Rewrite the material below with "pixel coordinates" changed to "pixel positions" wherever it occurs, leaving everything else untouched. Leave out the pictures.
--- BEGIN ---
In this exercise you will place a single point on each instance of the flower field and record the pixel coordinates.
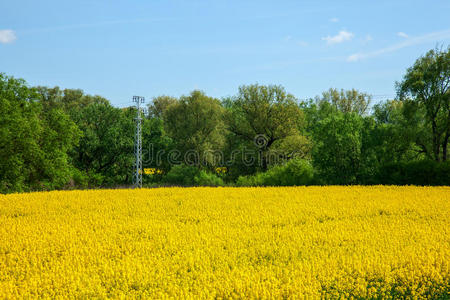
(300, 242)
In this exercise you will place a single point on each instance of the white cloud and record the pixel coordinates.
(342, 36)
(426, 38)
(7, 36)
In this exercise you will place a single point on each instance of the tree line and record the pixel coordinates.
(56, 139)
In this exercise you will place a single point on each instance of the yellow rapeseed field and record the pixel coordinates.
(300, 242)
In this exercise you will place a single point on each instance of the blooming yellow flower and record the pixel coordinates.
(293, 242)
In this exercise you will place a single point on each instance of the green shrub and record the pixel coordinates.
(295, 172)
(424, 172)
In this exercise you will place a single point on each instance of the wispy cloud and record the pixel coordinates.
(426, 38)
(297, 42)
(7, 36)
(342, 36)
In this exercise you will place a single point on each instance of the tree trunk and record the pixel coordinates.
(436, 144)
(444, 145)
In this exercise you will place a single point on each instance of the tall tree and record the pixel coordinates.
(426, 84)
(195, 125)
(263, 115)
(34, 140)
(348, 101)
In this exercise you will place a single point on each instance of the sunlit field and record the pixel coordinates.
(227, 242)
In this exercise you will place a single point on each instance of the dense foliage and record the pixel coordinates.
(54, 139)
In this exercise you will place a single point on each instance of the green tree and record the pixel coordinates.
(195, 125)
(337, 152)
(159, 105)
(348, 101)
(263, 115)
(426, 85)
(105, 152)
(34, 140)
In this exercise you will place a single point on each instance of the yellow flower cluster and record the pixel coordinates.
(153, 171)
(299, 242)
(221, 170)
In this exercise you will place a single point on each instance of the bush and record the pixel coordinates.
(189, 176)
(181, 175)
(295, 172)
(425, 172)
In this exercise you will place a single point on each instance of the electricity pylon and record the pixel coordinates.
(137, 177)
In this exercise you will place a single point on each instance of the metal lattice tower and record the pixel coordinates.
(137, 176)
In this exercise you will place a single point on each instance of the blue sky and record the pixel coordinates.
(118, 49)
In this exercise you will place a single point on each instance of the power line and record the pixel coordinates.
(137, 177)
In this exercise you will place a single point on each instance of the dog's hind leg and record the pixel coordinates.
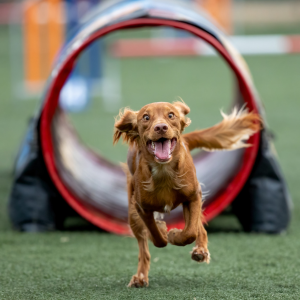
(140, 279)
(200, 252)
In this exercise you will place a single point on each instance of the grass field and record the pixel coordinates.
(90, 264)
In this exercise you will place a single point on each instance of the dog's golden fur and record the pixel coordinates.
(159, 182)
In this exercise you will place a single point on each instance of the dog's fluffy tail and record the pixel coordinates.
(231, 133)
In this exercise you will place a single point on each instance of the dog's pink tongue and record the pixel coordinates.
(162, 149)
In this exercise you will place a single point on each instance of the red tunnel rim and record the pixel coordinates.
(51, 101)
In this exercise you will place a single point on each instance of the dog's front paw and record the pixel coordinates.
(162, 226)
(138, 281)
(200, 254)
(172, 234)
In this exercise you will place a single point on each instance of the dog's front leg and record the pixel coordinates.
(192, 215)
(200, 252)
(158, 237)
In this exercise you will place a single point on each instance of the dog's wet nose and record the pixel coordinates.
(161, 128)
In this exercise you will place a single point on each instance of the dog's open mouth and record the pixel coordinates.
(162, 149)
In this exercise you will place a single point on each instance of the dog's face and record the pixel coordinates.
(157, 127)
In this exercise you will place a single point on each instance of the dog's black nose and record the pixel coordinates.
(161, 128)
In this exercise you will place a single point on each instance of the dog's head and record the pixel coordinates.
(157, 127)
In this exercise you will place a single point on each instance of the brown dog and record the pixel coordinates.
(161, 174)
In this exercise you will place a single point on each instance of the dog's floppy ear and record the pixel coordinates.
(183, 111)
(126, 126)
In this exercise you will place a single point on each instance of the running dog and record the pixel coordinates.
(161, 174)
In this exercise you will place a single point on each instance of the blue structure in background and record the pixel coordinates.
(76, 94)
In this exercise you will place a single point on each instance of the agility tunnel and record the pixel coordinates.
(58, 169)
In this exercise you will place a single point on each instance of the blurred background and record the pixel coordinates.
(133, 68)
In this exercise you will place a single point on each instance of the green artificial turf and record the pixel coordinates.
(90, 264)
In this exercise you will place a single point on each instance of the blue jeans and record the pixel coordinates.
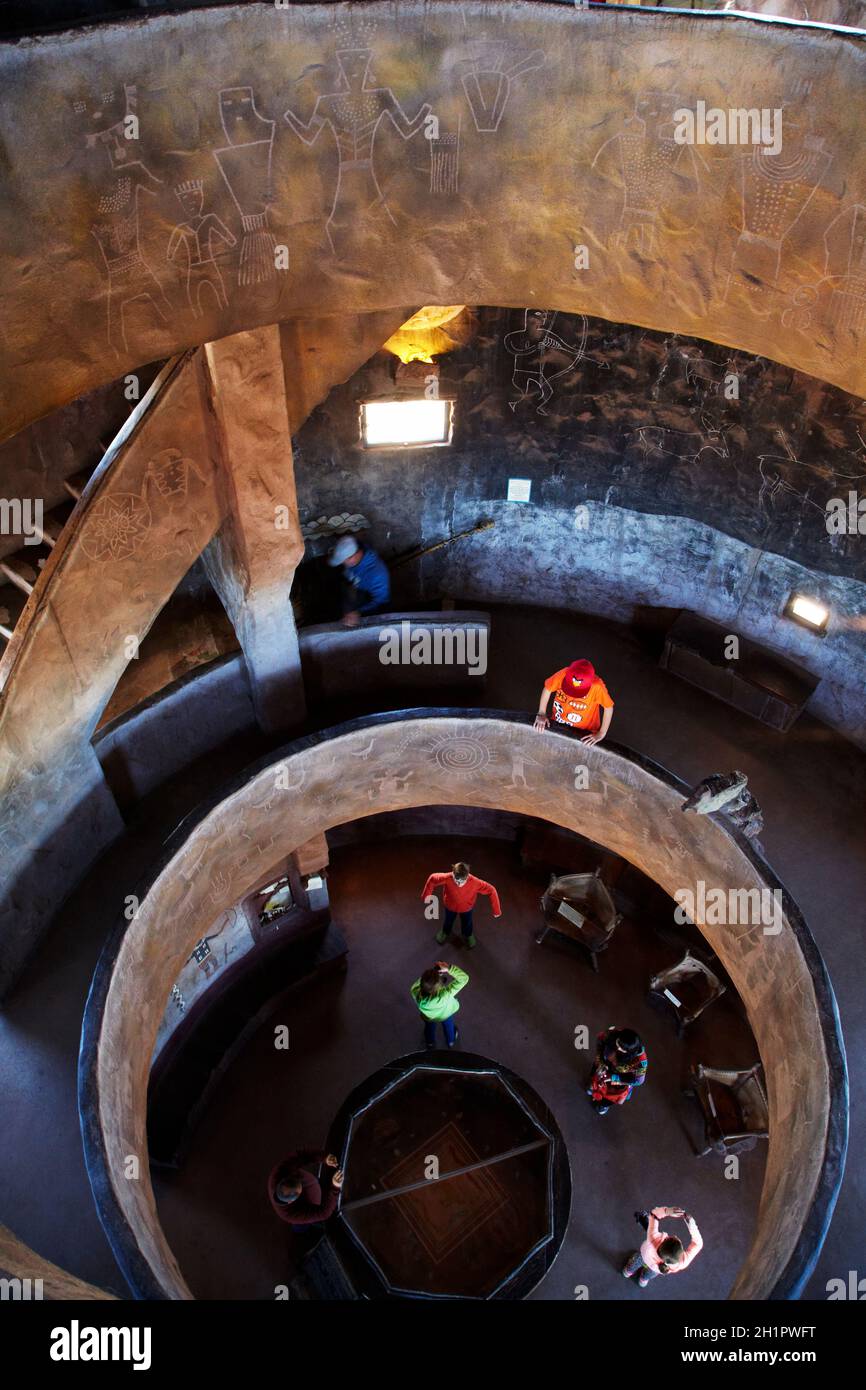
(448, 1027)
(466, 922)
--- END ---
## RESULT OF THIS TASK:
In this exercise you will place a single point on each instance of the flower field and record the pixel positions.
(300, 242)
In this exercise you will place a single point on each instance of the white cloud and record the pixel positions.
(342, 36)
(426, 38)
(7, 36)
In this exercise you will place a single point on each instance of the tree line and record the pixel positions.
(56, 139)
In this exercise you will place a single point on each instance of the yellow rapeseed field and record the pixel positions.
(300, 242)
In this exercise you will place a single point on each instance of the blooming yellow flower and record the pixel positions.
(293, 242)
In this exercise you will place a single point on each instance of the green shrub and record the pixel positions.
(295, 172)
(424, 172)
In this exercise you will place a single point on each instance of the wispy cloud and record the pixel positions.
(426, 38)
(297, 42)
(7, 36)
(342, 36)
In this exercise you will place a single point on each instance of the tree trunk and record the pixel positions.
(436, 144)
(444, 145)
In this exercise you will place a single point on each instance of the tall tree and record the pixel positions.
(426, 84)
(195, 125)
(263, 115)
(34, 140)
(348, 101)
In this exercise you will place a single point on each instance of the sunlit field and record the pixel positions.
(227, 242)
In this exercise you will place a single point on each instance of the dense foliage and record the pixel positions.
(54, 139)
In this exercise you will place a single point on each instance of the green tree and record the pixel positions.
(195, 125)
(337, 152)
(159, 105)
(348, 101)
(263, 115)
(426, 85)
(105, 152)
(34, 140)
In this exercise you will place a single point on each instance of the yellow flower cluster and record the pixel positions.
(153, 171)
(299, 242)
(221, 170)
In this exercise you will place a single point on each instance of the bush and record the pixel positions.
(189, 176)
(181, 175)
(295, 172)
(425, 172)
In this exercise you will place a single point on each instance of the electricity pylon and record the pixel positions.
(137, 177)
In this exercise you will place a single point on each instance of the metal lattice tower and record the pixel positions.
(137, 176)
In this exercise you will place a single point on each instance of the blue sky and record the pixel positions.
(118, 49)
In this exercise you will place a single point on each instance of the power line and record the pixel positions.
(137, 177)
In this exercise you will place a single point on each instance of the dog's hind leg and record the pixel positions.
(140, 279)
(200, 252)
In this exercise you will place a single point on each instance of the grass field and record the pixel positions.
(90, 264)
In this exercise you will place a single point on each instance of the dog's golden fur and record the pixel positions.
(159, 182)
In this exercise you will place a single point on each instance of the dog's fluffy tail and record the pixel positions.
(231, 133)
In this exercise you will place a single point on each instance of the dog's pink tongue and record the pixel positions.
(162, 149)
In this exercise you will place a single point on each instance of the red tunnel rim and record the pixel positions.
(51, 101)
In this exercise you will place a single point on each instance of the dog's front paw and record the pixel positions.
(162, 226)
(138, 281)
(200, 254)
(172, 234)
In this exercise you will place a single point on each instance of the dog's front leg and record the pixel positions.
(192, 215)
(200, 252)
(158, 237)
In this exercise you will place a single point on each instance of the dog's wet nose and record the pixel positions.
(161, 128)
In this exercise you will place a single point on each instance of the dog's open mouth and record the pixel positions.
(162, 149)
In this exercise you will place a single point on each instance of the dog's face and record the pixel positions.
(157, 127)
In this exercise you will place a single point on each instance of the dog's black nose and record the pixel positions.
(161, 128)
In this exercise you will place a single point on each instance of the dog's head and record the pixel positions.
(157, 127)
In this exercise you will place a single point on each instance of the brown dog and record the pixel positions.
(161, 174)
In this exercise you will place a single point on each instance of the dog's floppy ear and record the pixel positions.
(183, 111)
(126, 126)
In this exercise you will place a single point on each instance of the running dog and record the pixel positions.
(161, 174)
In this exercise you will place a single point on each instance of the blue structure in background and record the pixel positions.
(76, 94)
In this exercise you will place a single point on each instance of the agility tunnel and record the pixel positions.
(58, 169)
In this exercise you will place a single point on each instance of the blurred background and record the pixel positions.
(133, 68)
In this exercise you will place a single point on each instance of the green artificial turf and record the pixel positions.
(90, 264)
In this exercise you will place a single point on each instance of the blue jeans and record the pixel positions.
(448, 1027)
(466, 922)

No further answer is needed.